-- Start SUPPLIED MATERIAL --

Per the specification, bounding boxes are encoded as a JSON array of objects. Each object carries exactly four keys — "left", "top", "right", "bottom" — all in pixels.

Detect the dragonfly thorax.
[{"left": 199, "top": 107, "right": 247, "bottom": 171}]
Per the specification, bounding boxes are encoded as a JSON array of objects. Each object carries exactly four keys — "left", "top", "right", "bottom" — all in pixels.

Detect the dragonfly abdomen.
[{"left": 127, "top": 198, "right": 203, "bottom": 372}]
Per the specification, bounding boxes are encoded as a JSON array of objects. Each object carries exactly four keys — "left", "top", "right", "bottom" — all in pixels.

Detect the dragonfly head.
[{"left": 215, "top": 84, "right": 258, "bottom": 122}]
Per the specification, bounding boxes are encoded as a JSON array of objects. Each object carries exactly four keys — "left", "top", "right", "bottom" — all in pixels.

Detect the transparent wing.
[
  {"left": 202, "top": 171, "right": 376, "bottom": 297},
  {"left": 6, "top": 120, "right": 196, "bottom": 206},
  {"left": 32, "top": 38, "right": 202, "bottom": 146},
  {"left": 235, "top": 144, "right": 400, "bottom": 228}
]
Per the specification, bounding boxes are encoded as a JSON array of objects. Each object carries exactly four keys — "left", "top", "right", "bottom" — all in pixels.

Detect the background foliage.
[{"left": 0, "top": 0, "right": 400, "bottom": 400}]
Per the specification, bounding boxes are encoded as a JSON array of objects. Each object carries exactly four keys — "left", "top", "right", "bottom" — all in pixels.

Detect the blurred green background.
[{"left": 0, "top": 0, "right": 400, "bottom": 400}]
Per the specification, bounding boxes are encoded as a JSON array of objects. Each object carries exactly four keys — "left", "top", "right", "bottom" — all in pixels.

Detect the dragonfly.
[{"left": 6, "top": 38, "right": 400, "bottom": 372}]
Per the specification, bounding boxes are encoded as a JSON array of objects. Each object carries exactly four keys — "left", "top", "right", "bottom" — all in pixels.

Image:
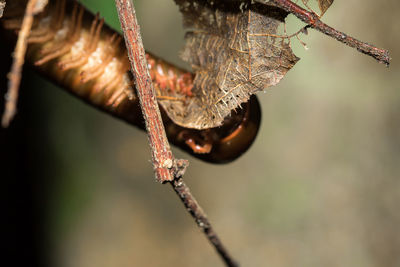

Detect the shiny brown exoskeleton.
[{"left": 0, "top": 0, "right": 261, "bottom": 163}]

-- End SUPPLIED MATERIAL --

## WHAT YOU SHOULD DO
Report each line from the entries above in which the word "background" appears, reproducing every such line in full.

## EXERCISE RESPONSE
Detect the background foliage.
Detect the blurred green background.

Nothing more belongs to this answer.